### Testo estratto
Sarebbe stato impossibile per me non far parte di questo progetto, che in realtà nasce nove anni fa con uno spettacolo teatrale a cui ho partecipato recitando sempre nel ruolo di Mauro. Nuccio Siano, che ha scritto anche la sceneggiatura del film insieme ai due registi, si era innamorato del libro di Walter Siti e mi ha contattato per una serie di letture da cui poi è nato lo spettacolo che abbiamo portato in scena tra il 2008 e il 2010. Ricordo che già il primo giorno di prove, dopo aver letto il romanzo, dissi subito a Nuccio che sarebbe stato fantastico farne anche un film. Matteo Botrugno e Daniele Coluccini vennero a teatro e fu vedendomi in quel contesto che pensarono a me per il ruolo del protagonista di Et in terra pax. La mia collaborazione con loro, quindi, è nata grazie alla trasposizione teatrale de Il contagio, che ora abbiamo portato al cinema.

### Dati estratti

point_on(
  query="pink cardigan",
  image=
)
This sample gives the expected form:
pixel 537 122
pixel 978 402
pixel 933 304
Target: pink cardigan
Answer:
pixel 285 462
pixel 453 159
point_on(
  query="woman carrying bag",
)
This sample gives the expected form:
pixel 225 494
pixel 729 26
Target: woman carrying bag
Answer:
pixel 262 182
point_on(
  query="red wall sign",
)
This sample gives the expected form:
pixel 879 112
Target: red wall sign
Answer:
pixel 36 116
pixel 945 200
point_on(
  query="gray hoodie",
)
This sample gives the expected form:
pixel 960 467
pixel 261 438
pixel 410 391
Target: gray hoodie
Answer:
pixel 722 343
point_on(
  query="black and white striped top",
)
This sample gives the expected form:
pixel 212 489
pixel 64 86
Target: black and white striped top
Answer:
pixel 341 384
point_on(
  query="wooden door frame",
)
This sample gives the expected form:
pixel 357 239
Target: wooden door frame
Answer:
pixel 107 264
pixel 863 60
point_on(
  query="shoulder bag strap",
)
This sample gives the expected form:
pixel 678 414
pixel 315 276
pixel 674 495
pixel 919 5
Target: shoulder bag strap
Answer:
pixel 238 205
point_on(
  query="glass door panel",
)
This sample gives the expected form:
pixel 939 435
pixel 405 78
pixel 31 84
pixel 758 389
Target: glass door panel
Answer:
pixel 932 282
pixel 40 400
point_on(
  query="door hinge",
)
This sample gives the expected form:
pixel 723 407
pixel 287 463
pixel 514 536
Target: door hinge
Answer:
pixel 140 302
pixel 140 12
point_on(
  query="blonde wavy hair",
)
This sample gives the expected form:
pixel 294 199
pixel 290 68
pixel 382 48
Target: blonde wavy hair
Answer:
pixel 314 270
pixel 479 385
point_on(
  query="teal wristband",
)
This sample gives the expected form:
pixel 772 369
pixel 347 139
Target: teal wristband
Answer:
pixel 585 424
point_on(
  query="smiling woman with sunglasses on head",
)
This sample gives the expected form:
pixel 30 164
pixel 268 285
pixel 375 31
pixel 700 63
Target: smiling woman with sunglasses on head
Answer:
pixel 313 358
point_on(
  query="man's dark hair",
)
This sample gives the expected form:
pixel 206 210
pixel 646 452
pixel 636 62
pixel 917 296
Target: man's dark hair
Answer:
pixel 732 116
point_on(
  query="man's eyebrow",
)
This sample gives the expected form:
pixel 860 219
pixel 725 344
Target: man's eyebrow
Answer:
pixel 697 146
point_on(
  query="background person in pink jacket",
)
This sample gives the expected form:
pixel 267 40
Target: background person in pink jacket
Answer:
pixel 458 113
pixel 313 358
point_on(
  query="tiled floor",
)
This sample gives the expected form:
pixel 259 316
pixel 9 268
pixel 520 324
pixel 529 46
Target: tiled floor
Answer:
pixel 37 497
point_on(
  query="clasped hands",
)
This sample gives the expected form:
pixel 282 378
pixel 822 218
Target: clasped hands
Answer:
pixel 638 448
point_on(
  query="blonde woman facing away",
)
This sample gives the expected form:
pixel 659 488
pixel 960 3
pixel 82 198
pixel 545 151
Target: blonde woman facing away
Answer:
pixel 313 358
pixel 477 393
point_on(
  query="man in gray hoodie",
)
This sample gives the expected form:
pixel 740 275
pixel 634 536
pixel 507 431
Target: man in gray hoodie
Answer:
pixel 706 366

--

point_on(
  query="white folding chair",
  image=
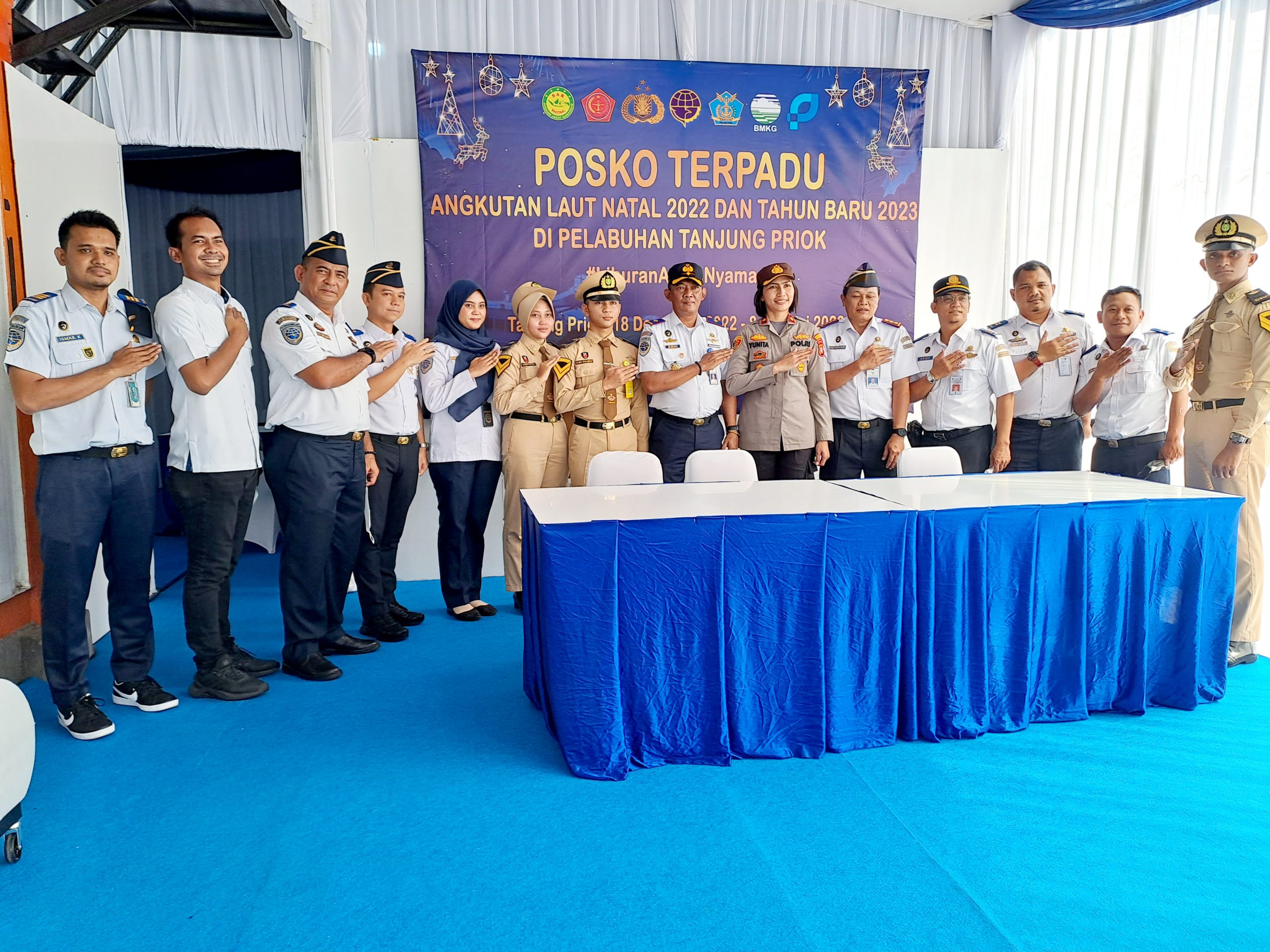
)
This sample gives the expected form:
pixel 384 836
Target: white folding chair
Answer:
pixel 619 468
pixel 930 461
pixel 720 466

---

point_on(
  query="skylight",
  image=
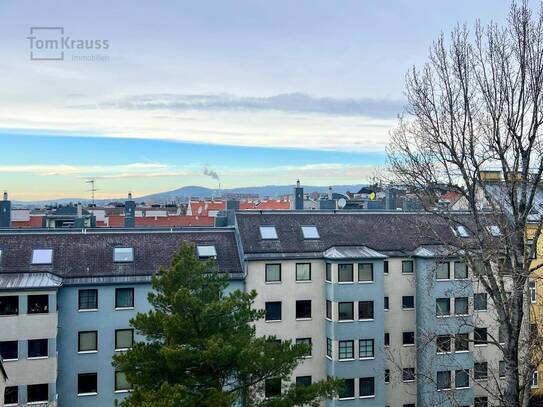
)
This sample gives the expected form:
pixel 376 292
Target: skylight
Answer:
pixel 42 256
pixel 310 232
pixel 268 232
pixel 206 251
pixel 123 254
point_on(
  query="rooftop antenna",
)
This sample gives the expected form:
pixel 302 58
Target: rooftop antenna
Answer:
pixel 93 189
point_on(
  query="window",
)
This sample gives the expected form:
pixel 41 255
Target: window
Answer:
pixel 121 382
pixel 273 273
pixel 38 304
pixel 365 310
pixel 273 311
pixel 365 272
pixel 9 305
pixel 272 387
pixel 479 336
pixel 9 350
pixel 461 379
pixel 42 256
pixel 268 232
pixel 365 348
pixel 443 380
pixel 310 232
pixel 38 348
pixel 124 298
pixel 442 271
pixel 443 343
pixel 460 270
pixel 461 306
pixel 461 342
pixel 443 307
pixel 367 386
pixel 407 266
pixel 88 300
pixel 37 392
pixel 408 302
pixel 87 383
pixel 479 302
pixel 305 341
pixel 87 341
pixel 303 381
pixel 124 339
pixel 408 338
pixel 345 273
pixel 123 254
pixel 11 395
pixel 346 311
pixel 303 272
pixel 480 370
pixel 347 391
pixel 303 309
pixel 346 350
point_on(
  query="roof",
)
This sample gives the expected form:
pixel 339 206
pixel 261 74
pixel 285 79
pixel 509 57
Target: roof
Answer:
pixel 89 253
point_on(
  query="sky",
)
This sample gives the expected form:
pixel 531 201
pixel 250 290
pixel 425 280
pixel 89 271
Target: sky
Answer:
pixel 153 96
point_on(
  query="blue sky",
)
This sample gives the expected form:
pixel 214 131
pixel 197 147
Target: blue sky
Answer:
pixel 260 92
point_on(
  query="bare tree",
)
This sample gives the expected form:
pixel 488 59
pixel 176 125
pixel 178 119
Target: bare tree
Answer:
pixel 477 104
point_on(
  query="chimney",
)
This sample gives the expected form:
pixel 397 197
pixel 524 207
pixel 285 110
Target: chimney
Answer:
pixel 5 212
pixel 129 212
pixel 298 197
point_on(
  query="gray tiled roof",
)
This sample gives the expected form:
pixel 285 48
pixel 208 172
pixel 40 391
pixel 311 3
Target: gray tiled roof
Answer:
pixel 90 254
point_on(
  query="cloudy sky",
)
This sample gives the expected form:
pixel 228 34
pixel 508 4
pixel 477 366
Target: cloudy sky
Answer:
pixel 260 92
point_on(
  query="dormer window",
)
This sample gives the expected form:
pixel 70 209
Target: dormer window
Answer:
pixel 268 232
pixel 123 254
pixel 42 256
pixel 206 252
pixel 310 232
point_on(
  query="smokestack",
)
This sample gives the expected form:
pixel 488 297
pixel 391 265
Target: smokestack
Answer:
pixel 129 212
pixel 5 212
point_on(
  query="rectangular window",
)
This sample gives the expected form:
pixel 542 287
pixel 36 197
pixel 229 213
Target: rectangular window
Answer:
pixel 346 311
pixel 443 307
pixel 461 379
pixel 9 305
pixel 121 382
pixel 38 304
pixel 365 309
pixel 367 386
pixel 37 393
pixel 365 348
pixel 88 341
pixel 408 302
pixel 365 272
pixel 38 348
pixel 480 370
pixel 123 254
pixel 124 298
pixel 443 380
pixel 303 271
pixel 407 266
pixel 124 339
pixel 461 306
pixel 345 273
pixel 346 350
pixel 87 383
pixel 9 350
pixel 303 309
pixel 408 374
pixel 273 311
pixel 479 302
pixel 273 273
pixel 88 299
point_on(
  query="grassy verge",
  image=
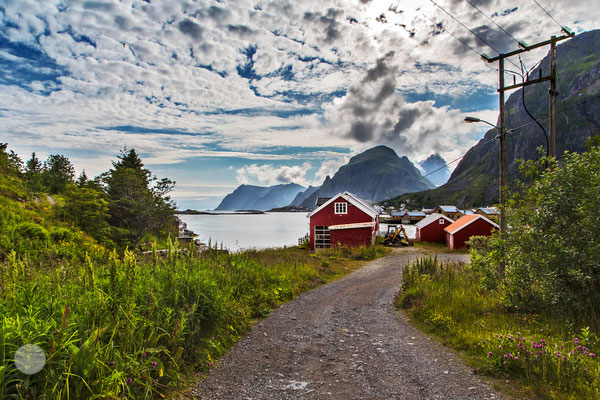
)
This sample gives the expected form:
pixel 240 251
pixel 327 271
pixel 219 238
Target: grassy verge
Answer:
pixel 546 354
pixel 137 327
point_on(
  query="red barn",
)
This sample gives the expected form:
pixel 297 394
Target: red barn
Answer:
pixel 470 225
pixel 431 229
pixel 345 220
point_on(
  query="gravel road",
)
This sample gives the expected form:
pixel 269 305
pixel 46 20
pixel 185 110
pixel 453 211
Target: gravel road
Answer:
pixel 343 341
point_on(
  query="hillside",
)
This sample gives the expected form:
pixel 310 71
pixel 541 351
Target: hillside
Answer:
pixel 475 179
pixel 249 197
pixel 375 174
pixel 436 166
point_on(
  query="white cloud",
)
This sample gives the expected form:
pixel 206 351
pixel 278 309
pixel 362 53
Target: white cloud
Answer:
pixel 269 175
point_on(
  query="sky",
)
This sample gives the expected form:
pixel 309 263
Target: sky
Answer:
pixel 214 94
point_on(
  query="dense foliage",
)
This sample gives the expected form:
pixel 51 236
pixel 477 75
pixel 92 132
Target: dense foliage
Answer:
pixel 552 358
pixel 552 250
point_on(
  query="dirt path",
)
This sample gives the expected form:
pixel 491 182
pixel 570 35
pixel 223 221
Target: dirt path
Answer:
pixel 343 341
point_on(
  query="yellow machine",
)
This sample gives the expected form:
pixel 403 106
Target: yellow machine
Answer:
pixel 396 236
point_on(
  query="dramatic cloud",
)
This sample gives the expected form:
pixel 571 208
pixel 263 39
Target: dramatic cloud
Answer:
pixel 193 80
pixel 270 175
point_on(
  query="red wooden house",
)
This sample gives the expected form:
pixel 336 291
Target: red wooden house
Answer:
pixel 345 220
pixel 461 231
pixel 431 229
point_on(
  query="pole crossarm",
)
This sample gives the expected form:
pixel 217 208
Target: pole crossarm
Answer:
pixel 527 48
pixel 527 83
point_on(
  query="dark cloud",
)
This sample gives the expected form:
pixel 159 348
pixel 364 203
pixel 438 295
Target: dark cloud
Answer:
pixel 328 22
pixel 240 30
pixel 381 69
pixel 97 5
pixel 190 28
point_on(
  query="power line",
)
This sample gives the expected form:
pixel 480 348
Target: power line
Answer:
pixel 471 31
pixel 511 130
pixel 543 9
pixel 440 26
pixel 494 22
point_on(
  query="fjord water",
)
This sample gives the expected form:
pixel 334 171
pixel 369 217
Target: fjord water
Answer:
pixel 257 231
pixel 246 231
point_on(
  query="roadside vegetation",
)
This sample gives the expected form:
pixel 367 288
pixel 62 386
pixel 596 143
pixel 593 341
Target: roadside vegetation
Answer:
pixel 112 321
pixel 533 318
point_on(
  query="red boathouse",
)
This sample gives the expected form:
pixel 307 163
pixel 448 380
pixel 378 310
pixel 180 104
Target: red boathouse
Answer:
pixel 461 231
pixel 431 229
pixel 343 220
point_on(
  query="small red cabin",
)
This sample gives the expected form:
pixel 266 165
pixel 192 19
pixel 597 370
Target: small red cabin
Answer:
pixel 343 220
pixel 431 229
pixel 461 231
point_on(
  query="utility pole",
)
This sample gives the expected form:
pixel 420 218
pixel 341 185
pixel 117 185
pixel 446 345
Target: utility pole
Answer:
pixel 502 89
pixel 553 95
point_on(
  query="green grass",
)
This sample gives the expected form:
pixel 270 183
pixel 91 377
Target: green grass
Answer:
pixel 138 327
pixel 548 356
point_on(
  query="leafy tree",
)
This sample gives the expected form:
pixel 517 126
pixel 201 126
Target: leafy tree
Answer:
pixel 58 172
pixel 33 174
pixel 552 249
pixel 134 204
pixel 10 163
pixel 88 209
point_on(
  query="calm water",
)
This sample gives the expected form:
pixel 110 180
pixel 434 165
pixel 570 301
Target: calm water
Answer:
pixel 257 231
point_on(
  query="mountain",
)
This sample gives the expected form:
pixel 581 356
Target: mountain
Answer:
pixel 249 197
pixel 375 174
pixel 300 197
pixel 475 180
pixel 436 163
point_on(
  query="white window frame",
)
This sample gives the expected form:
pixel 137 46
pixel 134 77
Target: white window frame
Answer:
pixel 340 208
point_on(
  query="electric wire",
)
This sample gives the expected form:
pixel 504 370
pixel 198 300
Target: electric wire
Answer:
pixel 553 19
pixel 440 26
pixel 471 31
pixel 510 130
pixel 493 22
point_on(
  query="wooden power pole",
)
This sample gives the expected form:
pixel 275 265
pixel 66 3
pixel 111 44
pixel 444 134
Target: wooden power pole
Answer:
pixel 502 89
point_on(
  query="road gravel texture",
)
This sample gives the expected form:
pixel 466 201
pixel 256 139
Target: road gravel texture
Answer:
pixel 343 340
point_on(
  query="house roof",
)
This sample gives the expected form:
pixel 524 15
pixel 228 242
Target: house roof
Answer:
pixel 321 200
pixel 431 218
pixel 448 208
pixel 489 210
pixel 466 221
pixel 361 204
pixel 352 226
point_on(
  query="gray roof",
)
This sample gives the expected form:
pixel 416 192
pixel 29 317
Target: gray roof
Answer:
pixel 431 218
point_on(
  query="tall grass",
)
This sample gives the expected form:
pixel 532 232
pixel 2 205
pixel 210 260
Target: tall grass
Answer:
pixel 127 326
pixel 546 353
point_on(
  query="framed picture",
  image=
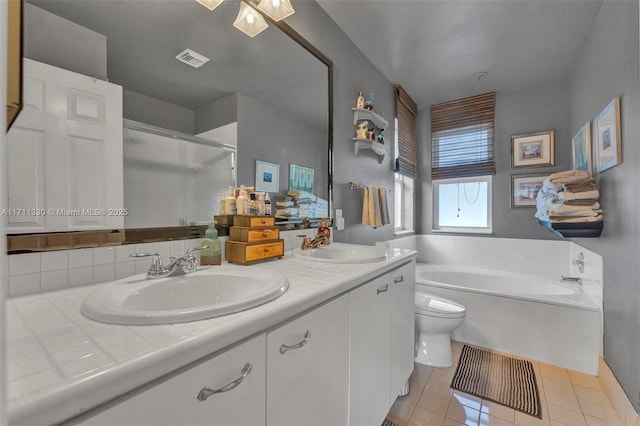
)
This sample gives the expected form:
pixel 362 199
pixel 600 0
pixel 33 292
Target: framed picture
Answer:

### Problema da risolvere
Rispondi alle seguenti domande sul testo relativo a Il contagio.
(a) In quali anni è stato portato in scena lo spettacolo teatrale?
(b) Chi ha scritto la sceneggiatura del film insieme ai due registi?
(c) Per quale film Matteo Botrugno e Daniele Coluccini pensarono a chi racconta come protagonista?
Per rispondere non occorre consultare i dati.

### Risposta
(a) Tra il 2008 e il 2010.
(b) Nuccio Siano.
(c) Et in terra pax.